■ TASK PROMPT
Update the records from the line with "house roof | locate" through the end of the records, changing "patch of snow" to "snow patch" and leaving everything else as it is. Output only those lines.

★ ★ ★ ★ ★ ★ ★

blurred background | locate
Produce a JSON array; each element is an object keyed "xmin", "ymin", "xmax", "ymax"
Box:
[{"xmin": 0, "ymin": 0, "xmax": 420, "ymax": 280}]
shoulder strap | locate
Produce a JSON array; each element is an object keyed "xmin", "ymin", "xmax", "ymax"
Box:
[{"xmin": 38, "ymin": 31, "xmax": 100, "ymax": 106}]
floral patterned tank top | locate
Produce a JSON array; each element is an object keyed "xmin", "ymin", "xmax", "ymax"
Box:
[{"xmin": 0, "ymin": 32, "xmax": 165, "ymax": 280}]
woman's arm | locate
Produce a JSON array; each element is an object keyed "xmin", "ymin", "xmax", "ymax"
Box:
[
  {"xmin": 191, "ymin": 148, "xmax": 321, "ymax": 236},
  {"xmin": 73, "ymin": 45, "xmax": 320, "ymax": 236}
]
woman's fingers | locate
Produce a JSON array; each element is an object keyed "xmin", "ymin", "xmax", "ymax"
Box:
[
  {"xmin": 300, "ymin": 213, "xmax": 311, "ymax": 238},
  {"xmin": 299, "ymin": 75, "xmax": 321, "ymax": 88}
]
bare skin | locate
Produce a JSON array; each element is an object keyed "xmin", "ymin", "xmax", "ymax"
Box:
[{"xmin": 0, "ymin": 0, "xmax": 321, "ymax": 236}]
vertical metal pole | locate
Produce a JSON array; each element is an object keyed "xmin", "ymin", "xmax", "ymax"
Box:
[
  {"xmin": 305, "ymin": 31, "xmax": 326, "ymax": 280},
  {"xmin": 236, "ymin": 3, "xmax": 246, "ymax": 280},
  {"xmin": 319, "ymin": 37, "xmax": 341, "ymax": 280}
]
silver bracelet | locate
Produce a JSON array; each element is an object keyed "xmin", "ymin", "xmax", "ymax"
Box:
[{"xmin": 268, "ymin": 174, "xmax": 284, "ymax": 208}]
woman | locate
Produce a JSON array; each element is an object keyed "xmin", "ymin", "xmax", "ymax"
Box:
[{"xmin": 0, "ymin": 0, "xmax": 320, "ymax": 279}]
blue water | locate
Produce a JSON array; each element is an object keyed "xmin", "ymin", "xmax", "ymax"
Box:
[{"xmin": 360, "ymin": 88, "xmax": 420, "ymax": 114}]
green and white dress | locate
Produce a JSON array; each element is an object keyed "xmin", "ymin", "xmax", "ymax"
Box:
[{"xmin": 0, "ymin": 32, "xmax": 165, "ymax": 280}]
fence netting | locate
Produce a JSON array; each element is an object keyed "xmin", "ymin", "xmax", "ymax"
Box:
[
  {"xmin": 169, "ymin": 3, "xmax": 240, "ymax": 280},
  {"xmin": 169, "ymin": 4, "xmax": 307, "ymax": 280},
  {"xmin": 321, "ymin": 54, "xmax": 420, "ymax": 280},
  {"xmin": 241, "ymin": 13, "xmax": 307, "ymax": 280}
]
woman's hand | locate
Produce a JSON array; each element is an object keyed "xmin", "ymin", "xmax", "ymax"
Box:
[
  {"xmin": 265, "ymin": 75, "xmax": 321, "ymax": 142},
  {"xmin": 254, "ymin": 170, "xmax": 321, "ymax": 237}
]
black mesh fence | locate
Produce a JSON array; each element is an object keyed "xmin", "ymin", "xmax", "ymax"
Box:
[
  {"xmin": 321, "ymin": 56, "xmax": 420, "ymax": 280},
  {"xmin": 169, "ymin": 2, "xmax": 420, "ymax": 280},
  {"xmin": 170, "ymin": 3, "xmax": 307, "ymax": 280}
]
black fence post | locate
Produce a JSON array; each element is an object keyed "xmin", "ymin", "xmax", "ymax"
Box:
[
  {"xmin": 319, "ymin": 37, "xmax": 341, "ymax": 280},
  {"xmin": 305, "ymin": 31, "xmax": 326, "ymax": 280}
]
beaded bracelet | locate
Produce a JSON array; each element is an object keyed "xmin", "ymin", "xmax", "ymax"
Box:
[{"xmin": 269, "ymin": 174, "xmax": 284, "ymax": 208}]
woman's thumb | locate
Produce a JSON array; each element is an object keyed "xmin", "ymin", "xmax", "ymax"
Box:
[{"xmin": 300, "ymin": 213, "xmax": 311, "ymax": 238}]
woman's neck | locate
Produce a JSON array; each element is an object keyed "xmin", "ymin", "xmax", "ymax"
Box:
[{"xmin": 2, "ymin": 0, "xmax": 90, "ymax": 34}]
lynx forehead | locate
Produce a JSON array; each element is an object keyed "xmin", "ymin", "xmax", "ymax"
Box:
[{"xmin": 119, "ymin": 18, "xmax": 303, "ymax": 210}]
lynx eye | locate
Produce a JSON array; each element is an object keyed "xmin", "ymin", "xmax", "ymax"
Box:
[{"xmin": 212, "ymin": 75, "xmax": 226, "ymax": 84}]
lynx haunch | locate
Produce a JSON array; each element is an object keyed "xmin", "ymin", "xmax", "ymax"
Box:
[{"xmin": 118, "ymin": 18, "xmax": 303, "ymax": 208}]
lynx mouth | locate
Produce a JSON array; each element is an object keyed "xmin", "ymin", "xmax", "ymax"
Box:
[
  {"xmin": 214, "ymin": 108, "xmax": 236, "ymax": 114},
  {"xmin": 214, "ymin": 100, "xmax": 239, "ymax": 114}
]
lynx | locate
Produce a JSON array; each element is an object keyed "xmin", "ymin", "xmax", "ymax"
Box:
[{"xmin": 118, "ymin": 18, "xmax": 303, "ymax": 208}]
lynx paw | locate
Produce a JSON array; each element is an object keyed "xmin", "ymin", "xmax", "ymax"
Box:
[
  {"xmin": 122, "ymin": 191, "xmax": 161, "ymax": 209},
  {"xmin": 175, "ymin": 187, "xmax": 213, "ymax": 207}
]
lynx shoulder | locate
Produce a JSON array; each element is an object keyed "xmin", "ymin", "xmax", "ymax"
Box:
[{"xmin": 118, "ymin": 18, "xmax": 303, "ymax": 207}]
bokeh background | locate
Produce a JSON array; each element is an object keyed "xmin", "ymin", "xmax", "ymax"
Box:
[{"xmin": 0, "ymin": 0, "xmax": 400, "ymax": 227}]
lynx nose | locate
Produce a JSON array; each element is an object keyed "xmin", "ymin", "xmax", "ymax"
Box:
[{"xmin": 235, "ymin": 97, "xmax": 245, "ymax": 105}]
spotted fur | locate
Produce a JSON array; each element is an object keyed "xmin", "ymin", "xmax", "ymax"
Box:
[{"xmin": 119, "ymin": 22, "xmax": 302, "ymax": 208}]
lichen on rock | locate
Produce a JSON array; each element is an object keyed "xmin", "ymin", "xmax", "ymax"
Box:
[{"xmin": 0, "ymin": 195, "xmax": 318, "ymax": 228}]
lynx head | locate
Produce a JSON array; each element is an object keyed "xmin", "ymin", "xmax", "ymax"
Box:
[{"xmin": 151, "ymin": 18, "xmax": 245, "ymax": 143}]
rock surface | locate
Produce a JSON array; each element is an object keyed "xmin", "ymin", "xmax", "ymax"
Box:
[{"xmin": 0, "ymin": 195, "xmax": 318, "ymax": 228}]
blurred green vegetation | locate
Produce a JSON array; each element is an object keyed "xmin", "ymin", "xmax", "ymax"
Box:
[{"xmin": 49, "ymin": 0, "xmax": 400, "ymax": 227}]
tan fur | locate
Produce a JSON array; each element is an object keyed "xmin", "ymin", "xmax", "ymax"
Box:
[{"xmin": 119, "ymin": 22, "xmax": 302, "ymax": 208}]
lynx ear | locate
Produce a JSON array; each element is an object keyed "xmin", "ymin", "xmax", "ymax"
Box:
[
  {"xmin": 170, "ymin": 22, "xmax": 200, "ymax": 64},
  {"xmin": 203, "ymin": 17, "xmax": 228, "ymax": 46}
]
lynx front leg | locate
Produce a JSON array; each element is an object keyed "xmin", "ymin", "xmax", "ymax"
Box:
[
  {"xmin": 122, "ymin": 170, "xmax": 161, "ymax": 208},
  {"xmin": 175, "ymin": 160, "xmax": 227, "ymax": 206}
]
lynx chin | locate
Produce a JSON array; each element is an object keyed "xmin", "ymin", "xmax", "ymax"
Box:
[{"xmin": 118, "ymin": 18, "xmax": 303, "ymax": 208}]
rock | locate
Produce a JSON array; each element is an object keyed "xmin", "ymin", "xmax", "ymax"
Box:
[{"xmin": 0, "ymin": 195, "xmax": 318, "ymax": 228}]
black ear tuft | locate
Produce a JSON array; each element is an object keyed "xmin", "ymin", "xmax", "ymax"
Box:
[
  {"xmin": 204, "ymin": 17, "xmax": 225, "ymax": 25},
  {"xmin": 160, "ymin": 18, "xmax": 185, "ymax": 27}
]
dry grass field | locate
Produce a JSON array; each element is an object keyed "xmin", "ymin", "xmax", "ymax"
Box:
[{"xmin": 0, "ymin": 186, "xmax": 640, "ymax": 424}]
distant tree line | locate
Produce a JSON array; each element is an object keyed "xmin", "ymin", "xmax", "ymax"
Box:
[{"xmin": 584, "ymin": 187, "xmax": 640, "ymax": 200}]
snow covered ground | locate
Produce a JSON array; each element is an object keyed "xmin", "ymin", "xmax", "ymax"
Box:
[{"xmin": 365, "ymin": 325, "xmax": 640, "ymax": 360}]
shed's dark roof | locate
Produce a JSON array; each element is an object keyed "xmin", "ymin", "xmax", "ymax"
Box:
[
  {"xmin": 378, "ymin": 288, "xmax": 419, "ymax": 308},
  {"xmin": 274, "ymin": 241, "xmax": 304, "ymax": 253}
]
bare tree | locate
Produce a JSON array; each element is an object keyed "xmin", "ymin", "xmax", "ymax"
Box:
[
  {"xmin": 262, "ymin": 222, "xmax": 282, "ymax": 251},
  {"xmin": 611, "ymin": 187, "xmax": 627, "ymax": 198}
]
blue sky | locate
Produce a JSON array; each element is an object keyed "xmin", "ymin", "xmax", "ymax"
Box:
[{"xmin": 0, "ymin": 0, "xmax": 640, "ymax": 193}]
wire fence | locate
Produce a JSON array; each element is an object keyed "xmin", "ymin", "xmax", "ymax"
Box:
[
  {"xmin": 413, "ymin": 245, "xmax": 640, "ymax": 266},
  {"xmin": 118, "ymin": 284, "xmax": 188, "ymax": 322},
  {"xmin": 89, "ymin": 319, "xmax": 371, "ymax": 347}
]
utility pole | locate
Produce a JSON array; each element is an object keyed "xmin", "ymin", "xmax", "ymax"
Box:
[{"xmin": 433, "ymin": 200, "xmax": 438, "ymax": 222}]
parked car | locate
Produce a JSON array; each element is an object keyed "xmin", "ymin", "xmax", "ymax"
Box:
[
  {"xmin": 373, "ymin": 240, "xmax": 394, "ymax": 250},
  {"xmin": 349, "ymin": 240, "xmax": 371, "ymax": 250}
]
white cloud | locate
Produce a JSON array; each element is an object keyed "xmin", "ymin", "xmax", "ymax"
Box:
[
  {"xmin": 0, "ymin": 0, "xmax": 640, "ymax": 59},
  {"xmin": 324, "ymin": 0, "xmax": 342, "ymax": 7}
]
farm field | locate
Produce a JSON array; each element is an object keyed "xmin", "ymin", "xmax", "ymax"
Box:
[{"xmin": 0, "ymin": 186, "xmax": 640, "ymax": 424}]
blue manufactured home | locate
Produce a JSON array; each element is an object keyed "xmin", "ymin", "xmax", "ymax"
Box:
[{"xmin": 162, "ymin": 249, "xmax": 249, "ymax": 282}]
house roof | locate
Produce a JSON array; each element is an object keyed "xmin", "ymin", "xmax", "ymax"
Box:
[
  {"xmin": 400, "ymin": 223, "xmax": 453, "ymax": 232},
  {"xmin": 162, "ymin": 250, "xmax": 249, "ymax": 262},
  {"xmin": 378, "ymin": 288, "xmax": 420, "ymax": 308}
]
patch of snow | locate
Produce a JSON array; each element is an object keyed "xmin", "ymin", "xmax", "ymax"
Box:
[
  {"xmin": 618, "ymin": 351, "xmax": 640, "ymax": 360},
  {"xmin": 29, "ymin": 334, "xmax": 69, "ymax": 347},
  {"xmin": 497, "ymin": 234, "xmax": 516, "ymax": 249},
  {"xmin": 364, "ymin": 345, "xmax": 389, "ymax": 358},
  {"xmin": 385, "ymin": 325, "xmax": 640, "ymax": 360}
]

★ ★ ★ ★ ★ ★ ★

■ RESULT FOR THIS EXERCISE
house roof | locate
Produce a JSON array; each element is an object keyed "xmin", "ymin", "xmax", "ymax"
Box:
[
  {"xmin": 400, "ymin": 223, "xmax": 453, "ymax": 232},
  {"xmin": 162, "ymin": 250, "xmax": 249, "ymax": 262},
  {"xmin": 378, "ymin": 288, "xmax": 420, "ymax": 308}
]
snow patch | locate
Produce a JSON array; each element is an object keyed "xmin", "ymin", "xmax", "ymax"
Box:
[
  {"xmin": 618, "ymin": 351, "xmax": 640, "ymax": 360},
  {"xmin": 29, "ymin": 334, "xmax": 69, "ymax": 347},
  {"xmin": 497, "ymin": 234, "xmax": 516, "ymax": 249},
  {"xmin": 364, "ymin": 345, "xmax": 389, "ymax": 358},
  {"xmin": 385, "ymin": 325, "xmax": 640, "ymax": 360}
]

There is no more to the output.